## YOUR GOAL
Every entry that follows needs to be repeated exactly.

═════ EXERCISE INPUT ═════

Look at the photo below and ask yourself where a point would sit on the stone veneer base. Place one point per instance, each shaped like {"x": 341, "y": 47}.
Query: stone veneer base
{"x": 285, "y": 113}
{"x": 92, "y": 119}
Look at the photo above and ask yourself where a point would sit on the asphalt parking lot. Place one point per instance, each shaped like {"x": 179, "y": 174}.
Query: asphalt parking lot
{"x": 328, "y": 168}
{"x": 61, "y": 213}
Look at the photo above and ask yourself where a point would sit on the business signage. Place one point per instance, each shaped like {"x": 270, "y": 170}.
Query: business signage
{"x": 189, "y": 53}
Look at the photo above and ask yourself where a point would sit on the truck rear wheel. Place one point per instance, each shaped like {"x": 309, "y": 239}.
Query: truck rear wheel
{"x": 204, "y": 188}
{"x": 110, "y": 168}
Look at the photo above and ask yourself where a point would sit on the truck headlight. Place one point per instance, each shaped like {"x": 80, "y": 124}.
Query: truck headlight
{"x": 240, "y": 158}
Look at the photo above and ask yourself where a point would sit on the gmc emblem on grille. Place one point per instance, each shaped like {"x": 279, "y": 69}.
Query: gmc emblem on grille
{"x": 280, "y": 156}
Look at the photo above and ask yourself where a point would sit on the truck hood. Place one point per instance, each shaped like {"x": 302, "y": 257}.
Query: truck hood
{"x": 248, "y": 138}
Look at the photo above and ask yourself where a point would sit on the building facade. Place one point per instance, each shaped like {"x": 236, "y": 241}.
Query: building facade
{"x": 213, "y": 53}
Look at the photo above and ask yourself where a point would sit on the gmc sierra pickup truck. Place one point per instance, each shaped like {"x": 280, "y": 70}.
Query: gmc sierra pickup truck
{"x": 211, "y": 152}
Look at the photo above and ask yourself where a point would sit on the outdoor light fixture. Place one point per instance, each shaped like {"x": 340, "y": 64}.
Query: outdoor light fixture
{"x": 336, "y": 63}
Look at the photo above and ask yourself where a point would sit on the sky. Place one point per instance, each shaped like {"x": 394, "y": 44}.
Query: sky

═════

## EXERCISE ANSWER
Look at the photo below and ask yourself where a point would sit on the stone veneer base. Place one point per instance, each shaped like {"x": 341, "y": 47}.
Query: stone veneer base
{"x": 285, "y": 113}
{"x": 92, "y": 119}
Look at the photo above and ask yourself where a point would sit on the asphalt parking lot. Place one point per instance, each shaped like {"x": 179, "y": 174}.
Query: asphalt parking lot
{"x": 328, "y": 168}
{"x": 61, "y": 213}
Look at the photo above and ask yourself where a point would sit on the business signage. Place one point per instance, each shaped like {"x": 270, "y": 170}.
Query: business signage
{"x": 189, "y": 53}
Look at the photo above and ask yourself where a point would sit on the truck rear wheel. Place one point per instance, each shaped like {"x": 309, "y": 239}.
Query: truck rear wheel
{"x": 204, "y": 188}
{"x": 110, "y": 168}
Look at the photo above and ask yourself where a point would sit on the truck headlight. Place one point per instance, each shaped like {"x": 80, "y": 124}.
Query: truck headlight
{"x": 240, "y": 158}
Look at the photo above and ask yourself where a point would sit on the gmc emblem on grille. Place one point per instance, each shaped like {"x": 279, "y": 69}.
Query: gmc emblem on grille
{"x": 280, "y": 156}
Look at the photo above and ask yourself where a point would sit on the truck hood. Place one point per instance, each shaped like {"x": 302, "y": 257}.
Query: truck hood
{"x": 248, "y": 138}
Look at the photo above and ask yourself where a point would sit on the building facade. Place one point per instance, each shaped like {"x": 236, "y": 241}.
Query: building facade
{"x": 213, "y": 53}
Look at the photo above and ask yourself where a point would sit on the gmc sierra pickup truck. Place one point per instance, each shaped like {"x": 280, "y": 70}.
Query: gmc sierra pickup truck
{"x": 211, "y": 152}
Look at the photo above and ask yourself where a point would sit on the outdoor light fixture. Place one point per instance, each shaped like {"x": 340, "y": 64}.
Query: outdoor light fixture
{"x": 336, "y": 63}
Look at the photo above and ask yourself where a point would sit on the sky. Place one point per instance, each shaped like {"x": 394, "y": 44}.
Query: sky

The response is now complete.